#### Parts of the exercise:
(1) Transcribe the passage of the article on Industry 4.0 between "Industry 4.0 is" and "to use them.", inclusive.
(2) Answer these questions from the article on Industry 4.0:
(a) Which years does it give for the first stage of the Industrial Revolution?
(b) Which metal does it say became cheaper to manufacture during the second stage?
(c) Which new energy sources does it name for the 3rd Industrial Revolution?

#### Quoted passage:
^^^^
Written by Nigel Reaney (View Profile)
LMAC Founder and Senior Partner 
08 August 2018

Industry 4.0 is the buzz phrase on the street. Leaders across many industries are talking about it. But is it all it’s cracked up to be?

There is no doubt that technologies are developing faster now than at any other time in recent history, but the fact that we are developing new technology does not always mean that we have to choose to use them.

For those that are not familiar with the term, Industry 4.0 refers to the onset of what many are calling the 4th Industrial Revolution.

  • Historically the first stage of the Industrial Revolution (1770-1870), was centered on steam, water, iron and a major shift from agriculture as the main employment of the masses.
  • The second stage of the Industrial Revolution (1870-1914), was focused on the introduction of new technologies. Electricity and the development of the petrol engine, oil. At this time steel manufacturing became cheaper and was used more widely.

The first two Industrial Revolutions, in general, made people richer and marked a clear shift to the populous becoming more urban.

The 3rd Industrial Revolution refers to the change from analog, mechanical, and electronic technology to digital technology that took place from the late 1950s to the early 1980s. This period also marked the start of the reduction in the reliance on fossil fuels and a change to the use of new energy sources such as Nuclear and hydro.
^^^^
Saved data entries:
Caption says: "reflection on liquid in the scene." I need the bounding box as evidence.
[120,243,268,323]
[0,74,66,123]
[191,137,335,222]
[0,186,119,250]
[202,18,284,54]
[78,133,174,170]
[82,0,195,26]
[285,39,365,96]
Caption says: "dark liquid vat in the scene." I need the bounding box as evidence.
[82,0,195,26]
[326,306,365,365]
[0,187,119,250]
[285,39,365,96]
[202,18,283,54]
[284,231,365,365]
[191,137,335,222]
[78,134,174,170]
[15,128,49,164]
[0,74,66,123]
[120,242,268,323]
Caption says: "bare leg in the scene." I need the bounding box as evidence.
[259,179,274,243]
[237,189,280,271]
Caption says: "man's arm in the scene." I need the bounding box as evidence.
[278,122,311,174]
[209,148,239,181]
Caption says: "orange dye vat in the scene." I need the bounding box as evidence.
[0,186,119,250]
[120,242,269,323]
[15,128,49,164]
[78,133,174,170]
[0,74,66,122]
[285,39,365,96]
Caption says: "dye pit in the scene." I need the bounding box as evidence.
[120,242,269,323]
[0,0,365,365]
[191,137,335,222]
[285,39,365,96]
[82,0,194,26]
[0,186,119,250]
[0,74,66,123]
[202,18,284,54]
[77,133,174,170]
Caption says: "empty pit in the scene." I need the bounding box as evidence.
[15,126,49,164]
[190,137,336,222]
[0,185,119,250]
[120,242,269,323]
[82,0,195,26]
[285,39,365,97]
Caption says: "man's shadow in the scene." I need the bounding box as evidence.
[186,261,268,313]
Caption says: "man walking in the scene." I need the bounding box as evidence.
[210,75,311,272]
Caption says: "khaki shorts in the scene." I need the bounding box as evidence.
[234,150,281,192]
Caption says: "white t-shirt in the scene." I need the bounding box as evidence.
^^^^
#### List of answers:
(1)
Industry 4.0 is the buzz phrase on the street. Leaders across many industries are talking about it. But is it all it’s cracked up to be?

There is no doubt that technologies are developing faster now than at any other time in recent history, but the fact that we are developing new technology does not always mean that we have to choose to use them.

(2)
(a) 1770-1870
(b) Steel
(c) Nuclear and hydro